■ **Page excerpt**
Umm Kulthum's musical directions in the 1940s and early 1950s and her mature performing style led this period to becoming popularly known as "the golden age" of Umm Kulthum. In keeping with changing popular taste as well as her own artistic inclinations, in the early 1940s, she requested songs from composer Zakariya Ahmad and colloquial poet Mahmud Bayram el-Tunsi cast in styles considered to be indigenously Egyptian. This represented a dramatic departure from the modernist romantic songs of the 1930s, mainly led by Mohammad El-Qasabgi. Umm Kulthum had abstained from singing Qasabgi's music since the early 1940s. Their last stage song collaboration in 1941 was "Raq el Habib" ("The lover's heart softens"), one of her most popular, intricate, and high-caliber songs.

The reason for the separation is not clear. It is speculated that this was due in part to the popular failure of the movie Aida, in which Umm Kulthum sings mostly Qasabgi's compositions, including the first part of the opera. Qasabgi was experimenting with Arabic music, under the influence of classical European music, and was composing a lot for Asmahan, a singer who immigrated to Egypt from Syria and was the only serious competitor for Umm Kulthum before Asmahan's death in a car accident in 1944.

Simultaneously, Umm Kulthum started to rely heavily on a younger composer who joined her artistic team a few years earlier: Riad Al-Sunbati. While Sonbati was evidently influenced by Qasabgi in those early years, the melodic lines he composed were more lyrical and more acceptable to Umm Kulthum's audience. The result of collaborations with Rami/Sonbati and al-Tunisi/Ahmad was a populist and popular repertoire that had lasting appeal for the Egyptian audience.

■ **Entries**
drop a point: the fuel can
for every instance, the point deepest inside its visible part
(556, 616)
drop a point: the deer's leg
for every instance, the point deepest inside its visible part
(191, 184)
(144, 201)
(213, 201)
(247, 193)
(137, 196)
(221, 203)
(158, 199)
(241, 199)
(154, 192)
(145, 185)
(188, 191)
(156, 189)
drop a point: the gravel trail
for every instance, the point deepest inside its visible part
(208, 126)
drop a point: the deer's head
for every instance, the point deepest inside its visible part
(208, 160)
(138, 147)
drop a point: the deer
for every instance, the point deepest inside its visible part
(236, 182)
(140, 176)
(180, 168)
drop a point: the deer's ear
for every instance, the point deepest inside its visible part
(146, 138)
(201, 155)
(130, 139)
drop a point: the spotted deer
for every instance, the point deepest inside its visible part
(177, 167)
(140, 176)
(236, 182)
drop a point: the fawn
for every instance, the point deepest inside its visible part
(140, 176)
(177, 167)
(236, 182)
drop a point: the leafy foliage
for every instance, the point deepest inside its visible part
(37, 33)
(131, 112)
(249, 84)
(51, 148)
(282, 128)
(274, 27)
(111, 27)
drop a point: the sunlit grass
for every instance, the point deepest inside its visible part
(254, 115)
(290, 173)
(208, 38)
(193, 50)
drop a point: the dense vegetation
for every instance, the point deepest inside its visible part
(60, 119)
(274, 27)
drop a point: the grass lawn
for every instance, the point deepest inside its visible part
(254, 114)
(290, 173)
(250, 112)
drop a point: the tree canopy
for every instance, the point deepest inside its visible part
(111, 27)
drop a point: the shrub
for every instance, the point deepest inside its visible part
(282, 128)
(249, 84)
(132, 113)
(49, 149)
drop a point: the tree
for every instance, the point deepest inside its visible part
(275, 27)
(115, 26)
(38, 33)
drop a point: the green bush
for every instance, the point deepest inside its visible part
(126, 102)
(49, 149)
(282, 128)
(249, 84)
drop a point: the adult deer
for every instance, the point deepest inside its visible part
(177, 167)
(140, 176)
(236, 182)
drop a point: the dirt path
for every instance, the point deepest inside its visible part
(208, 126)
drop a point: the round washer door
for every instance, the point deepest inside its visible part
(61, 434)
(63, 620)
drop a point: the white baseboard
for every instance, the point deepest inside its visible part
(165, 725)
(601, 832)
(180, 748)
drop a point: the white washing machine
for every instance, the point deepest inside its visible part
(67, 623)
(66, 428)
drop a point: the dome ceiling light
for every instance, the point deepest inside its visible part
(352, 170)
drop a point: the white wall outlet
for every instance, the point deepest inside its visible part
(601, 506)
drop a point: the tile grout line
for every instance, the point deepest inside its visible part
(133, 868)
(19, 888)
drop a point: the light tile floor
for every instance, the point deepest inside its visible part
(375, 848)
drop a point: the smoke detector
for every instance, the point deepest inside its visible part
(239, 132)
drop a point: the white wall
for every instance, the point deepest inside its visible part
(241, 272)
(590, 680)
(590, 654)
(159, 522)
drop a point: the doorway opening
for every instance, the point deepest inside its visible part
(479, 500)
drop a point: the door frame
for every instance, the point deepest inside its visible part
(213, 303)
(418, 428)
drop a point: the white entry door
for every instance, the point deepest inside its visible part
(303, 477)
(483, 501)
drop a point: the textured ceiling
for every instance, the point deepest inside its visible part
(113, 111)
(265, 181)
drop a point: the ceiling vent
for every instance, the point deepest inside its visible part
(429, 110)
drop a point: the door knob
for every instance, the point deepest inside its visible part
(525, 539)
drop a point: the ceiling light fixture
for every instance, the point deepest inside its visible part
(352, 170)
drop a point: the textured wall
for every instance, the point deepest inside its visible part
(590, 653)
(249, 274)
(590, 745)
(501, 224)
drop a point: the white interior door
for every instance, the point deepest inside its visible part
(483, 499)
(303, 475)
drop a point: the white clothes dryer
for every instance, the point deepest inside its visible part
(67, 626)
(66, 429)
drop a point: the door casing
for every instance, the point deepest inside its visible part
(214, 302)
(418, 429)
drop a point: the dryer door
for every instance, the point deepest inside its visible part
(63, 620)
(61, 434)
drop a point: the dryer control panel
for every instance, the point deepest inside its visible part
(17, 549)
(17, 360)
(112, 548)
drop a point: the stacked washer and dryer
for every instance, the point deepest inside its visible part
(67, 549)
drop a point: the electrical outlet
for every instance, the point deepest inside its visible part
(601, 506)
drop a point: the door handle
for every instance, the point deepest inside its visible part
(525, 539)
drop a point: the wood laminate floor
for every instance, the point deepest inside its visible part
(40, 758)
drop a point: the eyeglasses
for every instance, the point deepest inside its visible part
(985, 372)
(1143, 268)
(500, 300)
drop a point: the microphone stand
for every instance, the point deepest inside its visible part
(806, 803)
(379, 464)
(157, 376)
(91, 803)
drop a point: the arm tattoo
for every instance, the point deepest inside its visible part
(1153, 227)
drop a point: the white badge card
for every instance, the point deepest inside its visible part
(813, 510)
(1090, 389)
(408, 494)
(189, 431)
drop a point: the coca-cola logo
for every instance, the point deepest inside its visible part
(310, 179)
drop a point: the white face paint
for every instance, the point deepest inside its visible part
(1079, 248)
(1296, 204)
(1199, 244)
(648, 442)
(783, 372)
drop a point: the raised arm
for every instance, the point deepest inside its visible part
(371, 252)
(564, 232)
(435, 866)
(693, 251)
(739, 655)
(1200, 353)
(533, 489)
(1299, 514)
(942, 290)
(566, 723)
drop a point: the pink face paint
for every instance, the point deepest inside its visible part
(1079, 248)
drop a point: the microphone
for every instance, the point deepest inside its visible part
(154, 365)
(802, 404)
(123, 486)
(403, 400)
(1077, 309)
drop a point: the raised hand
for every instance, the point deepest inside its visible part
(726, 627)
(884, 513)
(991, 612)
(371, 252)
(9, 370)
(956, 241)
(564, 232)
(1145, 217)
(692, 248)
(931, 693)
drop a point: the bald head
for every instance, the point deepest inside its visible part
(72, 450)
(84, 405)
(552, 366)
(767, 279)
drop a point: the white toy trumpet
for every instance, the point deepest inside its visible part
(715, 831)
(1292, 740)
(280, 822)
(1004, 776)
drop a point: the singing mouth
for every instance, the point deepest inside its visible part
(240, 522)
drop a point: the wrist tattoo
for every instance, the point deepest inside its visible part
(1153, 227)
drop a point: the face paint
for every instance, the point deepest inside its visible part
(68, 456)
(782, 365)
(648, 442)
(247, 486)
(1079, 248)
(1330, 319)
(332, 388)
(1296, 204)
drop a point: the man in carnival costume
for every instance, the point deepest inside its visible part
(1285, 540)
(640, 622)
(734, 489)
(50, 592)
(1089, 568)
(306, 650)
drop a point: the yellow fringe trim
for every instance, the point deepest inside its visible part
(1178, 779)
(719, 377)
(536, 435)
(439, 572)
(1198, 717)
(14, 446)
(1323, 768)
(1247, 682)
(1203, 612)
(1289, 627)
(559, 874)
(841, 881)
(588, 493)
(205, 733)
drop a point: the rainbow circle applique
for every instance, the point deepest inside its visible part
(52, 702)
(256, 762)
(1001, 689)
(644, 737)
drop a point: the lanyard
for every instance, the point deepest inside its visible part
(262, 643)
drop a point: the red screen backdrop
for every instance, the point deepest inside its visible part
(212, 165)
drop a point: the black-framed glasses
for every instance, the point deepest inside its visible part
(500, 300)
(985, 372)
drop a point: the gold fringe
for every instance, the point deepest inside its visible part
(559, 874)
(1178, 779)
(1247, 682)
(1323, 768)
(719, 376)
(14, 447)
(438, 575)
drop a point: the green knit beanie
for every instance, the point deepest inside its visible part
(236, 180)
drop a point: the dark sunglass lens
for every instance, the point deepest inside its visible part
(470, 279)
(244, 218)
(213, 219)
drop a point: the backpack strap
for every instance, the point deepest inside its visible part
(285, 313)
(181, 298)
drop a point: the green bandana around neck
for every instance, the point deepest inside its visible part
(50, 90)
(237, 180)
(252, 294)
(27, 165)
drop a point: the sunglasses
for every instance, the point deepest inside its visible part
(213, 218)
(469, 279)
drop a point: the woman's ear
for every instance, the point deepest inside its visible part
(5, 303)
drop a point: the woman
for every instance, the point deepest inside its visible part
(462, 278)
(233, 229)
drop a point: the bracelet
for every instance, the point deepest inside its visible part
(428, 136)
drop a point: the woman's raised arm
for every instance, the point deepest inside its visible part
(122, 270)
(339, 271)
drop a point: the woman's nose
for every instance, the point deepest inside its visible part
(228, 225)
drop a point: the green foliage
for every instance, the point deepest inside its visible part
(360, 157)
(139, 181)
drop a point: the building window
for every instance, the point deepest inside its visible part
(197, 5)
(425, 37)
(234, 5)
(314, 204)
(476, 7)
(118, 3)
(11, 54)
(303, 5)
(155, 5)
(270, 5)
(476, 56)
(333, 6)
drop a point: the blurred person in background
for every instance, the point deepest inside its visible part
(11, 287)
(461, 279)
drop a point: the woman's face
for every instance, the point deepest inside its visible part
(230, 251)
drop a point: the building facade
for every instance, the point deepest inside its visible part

■ **Brief**
Summarize the text above on Umm Kulthum's golden age in two sentences.

■ **Solved problem**
In the early 1940s, Umm Kulthum turned from the modernist romantic songs of the 1930s, mainly led by Mohammad El-Qasabgi, to songs in indigenously Egyptian styles by composer Zakariya Ahmad and colloquial poet Mahmud Bayram el-Tunsi, and this period became popularly known as her "golden age." Her last stage song with Qasabgi came in 1941 for reasons that are not clear, and she came to rely heavily on the younger composer Riad Al-Sunbati, whose more lyrical melodies were part of a popular repertoire with lasting appeal for the Egyptian audience.